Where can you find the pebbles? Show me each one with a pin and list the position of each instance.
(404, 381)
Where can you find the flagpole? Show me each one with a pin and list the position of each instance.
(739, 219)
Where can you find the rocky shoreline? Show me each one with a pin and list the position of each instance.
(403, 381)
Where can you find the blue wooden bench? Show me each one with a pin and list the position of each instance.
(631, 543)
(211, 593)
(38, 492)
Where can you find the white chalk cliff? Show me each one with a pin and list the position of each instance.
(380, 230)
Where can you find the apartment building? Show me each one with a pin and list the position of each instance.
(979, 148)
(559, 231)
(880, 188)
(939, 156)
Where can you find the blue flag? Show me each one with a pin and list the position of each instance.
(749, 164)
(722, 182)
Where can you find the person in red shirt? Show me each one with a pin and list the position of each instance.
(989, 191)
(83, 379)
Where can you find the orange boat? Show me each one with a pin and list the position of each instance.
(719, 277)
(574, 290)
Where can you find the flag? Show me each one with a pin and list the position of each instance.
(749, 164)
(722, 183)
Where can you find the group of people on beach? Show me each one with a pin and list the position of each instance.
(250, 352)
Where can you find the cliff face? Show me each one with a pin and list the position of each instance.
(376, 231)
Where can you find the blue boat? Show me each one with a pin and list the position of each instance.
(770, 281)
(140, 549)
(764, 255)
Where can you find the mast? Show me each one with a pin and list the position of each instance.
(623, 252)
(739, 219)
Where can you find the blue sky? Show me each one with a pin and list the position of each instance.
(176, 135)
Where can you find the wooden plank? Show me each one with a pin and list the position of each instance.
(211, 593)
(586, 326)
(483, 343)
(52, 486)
* * * * * * *
=== WHAT NEEDS TO BE DONE ===
Using the listing above, retype each line exactly.

=== WORKED SOLUTION ===
Where can you find the pebbles? Show me each one with a pin and list the position of each instance.
(404, 381)
Where can you find the flagpole? Show me each one with a pin and list the position of each instance.
(739, 219)
Where can you find the rocky shoreline? Show me each one with a pin and list the position of each instance.
(403, 381)
Where can you find the blue wooden bench? Show me each one with a pin and list the position of each instance.
(631, 543)
(211, 593)
(38, 492)
Where can you find the white chalk cliff? Show me each one with a pin and list the position of each instance.
(380, 230)
Where can you find the apartment building? Show me each one with a pin and list the position of each instance.
(979, 148)
(559, 231)
(880, 188)
(939, 156)
Where can you find the blue flag? Show me each one with a pin and list the position of each instance.
(749, 164)
(722, 182)
Where can you find the person in red shirt? Show me each one with a pin and list the position of each instance.
(989, 191)
(83, 379)
Where can you find the orange boat? Show me each one with a pin and list the position of each instance.
(719, 277)
(574, 290)
Where can you find the flag? Show me each one with a pin and list the position of each instance.
(749, 164)
(722, 183)
Where can you find the group of people on beach? Show me each one with a pin and list the position of each instance.
(250, 352)
Where can you find the cliff face? Show me each one with a pin and list the position of each instance.
(376, 231)
Where can you find the blue boat? Show me each one with a pin and list the position of each instance.
(770, 281)
(140, 549)
(764, 255)
Where can you find the mast? Show me each one with a pin and list the position of each instance.
(623, 252)
(739, 219)
Where can you find the blue sky? Show me each one with a pin and list the position of each instance.
(176, 135)
Where can you find the wooden plank? Show me each one with a pin and list the position of each instance.
(211, 593)
(586, 326)
(483, 343)
(52, 486)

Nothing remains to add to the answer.